__Records provided__.
◆ ◆ ◆

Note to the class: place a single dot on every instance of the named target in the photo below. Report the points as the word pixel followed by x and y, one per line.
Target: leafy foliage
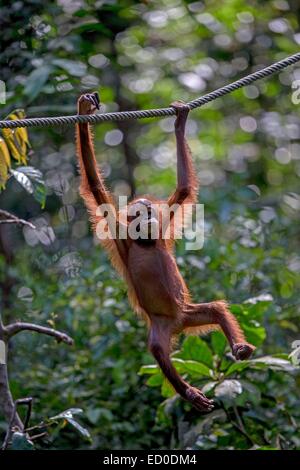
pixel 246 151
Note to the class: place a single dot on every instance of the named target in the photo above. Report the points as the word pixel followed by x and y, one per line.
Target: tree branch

◆ ◆ ◆

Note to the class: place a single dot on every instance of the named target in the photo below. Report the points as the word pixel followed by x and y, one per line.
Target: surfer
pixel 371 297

◆ ◆ ◆

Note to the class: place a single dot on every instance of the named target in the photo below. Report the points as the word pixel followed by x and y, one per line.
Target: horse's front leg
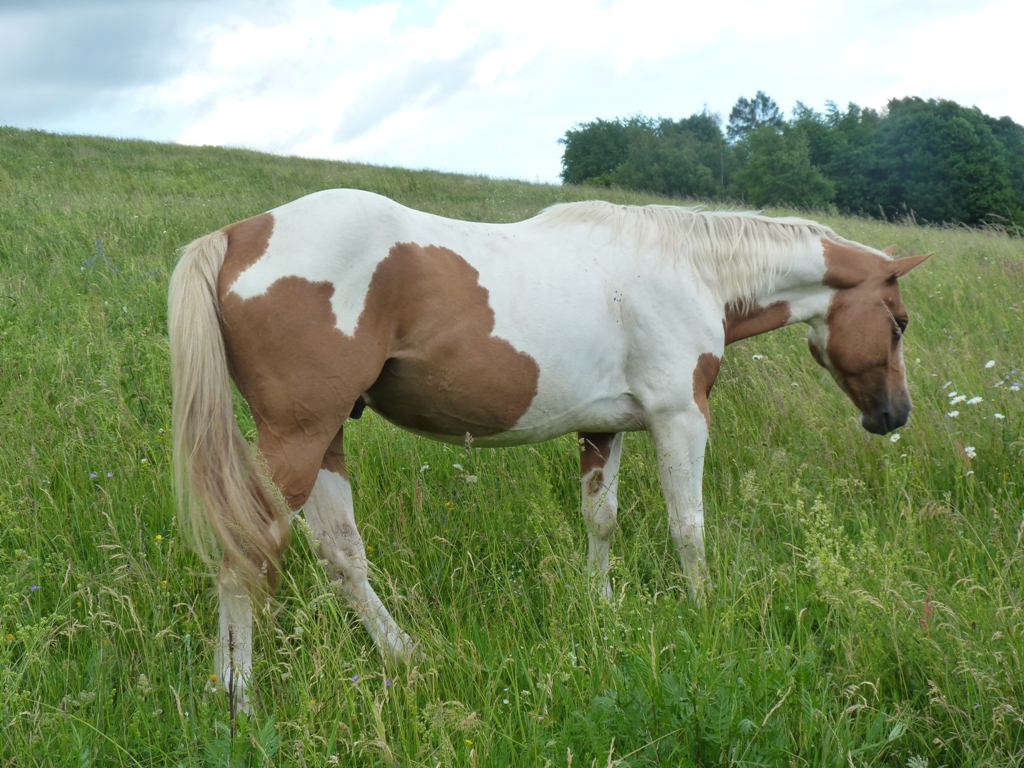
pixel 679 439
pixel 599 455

◆ ◆ ◆

__Task details__.
Count how many lines of the records above contain the string "pixel", matching case exactly. Reply with the number only.

__Written answer__.
8